[Excerpt to read]
Typically, security is a bolt-on affair, limited to dealing with the inadequacies of a specific technology. That approach is reactive and bottom-up. As companies transition to the cloud, they have the opportunity to adopt a top-down approach in which the security framework is understood, set and supported by management. An effective cloud security program will delegate layers of security to various parties, with cloud providers doing their part as well. This paper discusses some strategies that can prepare an enterprise to mitigate the risks involved in cloud computing.
The 5 main areas of cloud security
In order to gain better understanding of the security scenario around cloud computing, we need to break the issue into 5 broad areas that can guide an organisation towards mitigating risks involving cloud computing.

[Objectives]
1. In the cloud security excerpt, print the words from "Typically, security is" up to and including "in cloud computing.".
2. Sum up the cloud security excerpt in two sentences.
3. Turn the paragraph of the cloud security excerpt that begins "Typically, security is a bolt-on affair" into a short list that keeps its main facts.
The lines that come next aren't needed.

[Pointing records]
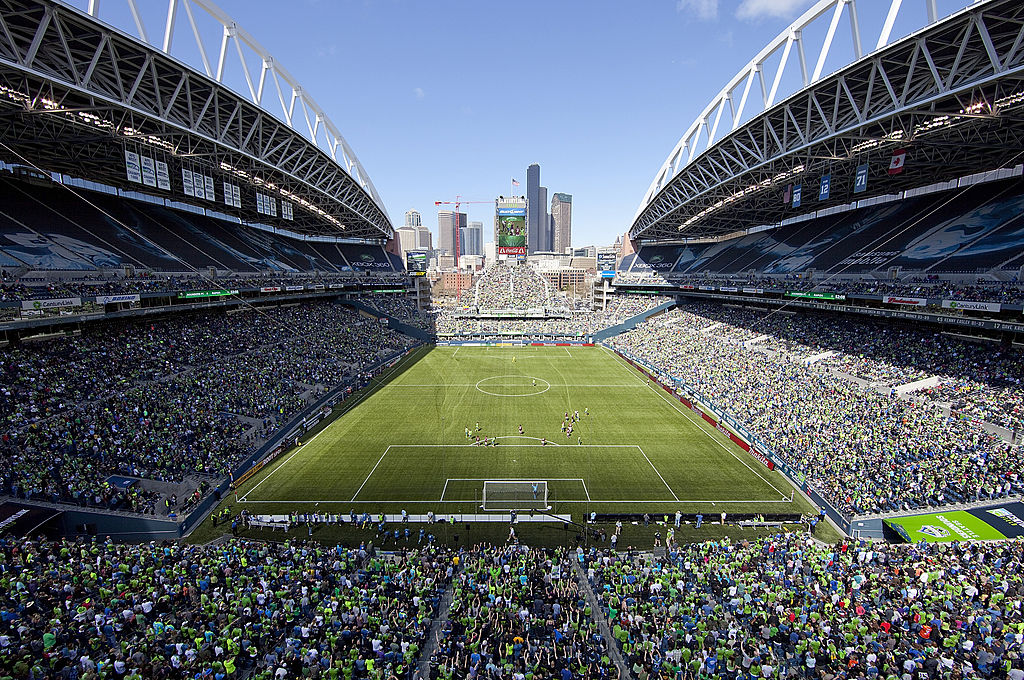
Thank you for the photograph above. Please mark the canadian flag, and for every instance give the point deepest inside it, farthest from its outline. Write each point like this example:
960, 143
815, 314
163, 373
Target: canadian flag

[Per-task outputs]
1.
Typically, security is a bolt-on affair, limited to dealing with the inadequacies of a specific technology. That approach is reactive and bottom-up. As companies transition to the cloud, they have the opportunity to adopt a top-down approach in which the security framework is understood, set and supported by management. An effective cloud security program will delegate layers of security to various parties, with cloud providers doing their part as well. This paper discusses some strategies that can prepare an enterprise to mitigate the risks involved in cloud computing.

2. Instead of treating security as a reactive, bottom-up add-on, companies moving to the cloud can take a top-down approach where management understands, sets and supports the security framework, with layers of security delegated to various parties, cloud providers included. The paper discusses strategies to prepare an enterprise to mitigate cloud computing risks and breaks the issue into 5 broad areas.

3.
- Security is usually a bolt-on, limited to the inadequacies of a specific technology, which makes it reactive and bottom-up.
- Moving to the cloud lets companies adopt a top-down approach, with management understanding, setting and supporting the security framework.
- An effective cloud security program delegates layers of security to various parties, including cloud providers.
- The paper discusses strategies to prepare an enterprise to mitigate cloud computing risks.